-------- EXCERPTED RECORDS --------

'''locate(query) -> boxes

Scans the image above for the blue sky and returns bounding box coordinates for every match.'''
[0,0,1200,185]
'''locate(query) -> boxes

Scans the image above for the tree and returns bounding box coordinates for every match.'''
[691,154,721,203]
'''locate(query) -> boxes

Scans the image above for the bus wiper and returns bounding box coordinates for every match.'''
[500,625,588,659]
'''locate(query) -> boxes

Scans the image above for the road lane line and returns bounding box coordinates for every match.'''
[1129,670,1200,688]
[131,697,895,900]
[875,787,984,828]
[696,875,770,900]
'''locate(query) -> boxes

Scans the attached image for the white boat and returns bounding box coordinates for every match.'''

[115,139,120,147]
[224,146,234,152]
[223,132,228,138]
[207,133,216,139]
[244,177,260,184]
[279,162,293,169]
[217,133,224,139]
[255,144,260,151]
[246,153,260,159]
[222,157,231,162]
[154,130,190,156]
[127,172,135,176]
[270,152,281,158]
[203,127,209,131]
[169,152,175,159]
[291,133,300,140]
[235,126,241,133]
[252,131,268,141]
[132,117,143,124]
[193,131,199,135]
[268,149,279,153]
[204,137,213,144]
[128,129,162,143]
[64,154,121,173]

--------
-------- EXCERPTED RECORDS --------

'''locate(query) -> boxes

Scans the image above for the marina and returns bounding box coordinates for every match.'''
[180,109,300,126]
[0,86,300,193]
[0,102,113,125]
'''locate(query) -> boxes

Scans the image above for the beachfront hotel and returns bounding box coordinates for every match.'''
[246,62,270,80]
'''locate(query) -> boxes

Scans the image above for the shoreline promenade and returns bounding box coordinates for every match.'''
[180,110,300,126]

--------

Copy every line of the items that contains the string "above". The match is case-sensitive.

- RESPONSE FOR THIS EXERCISE -
Scans the image above for the blue sky and returns bounding box coordinates for every match.'''
Scans the image above for the tree and returns bounding box coordinates for every match.'''
Scans the image above for the bus wiper and returns bounding box coordinates for every match.'''
Scans the image above for the road lane line and returns bounding box coordinates for every match.'''
Scans the image above for the marina and returns bounding box coordinates for every match.'''
Scans the image above for the beachfront hotel and returns bounding box coordinates for every match.'''
Scans the image above for the shoreline promenade and returns bounding box coordinates for every match.'''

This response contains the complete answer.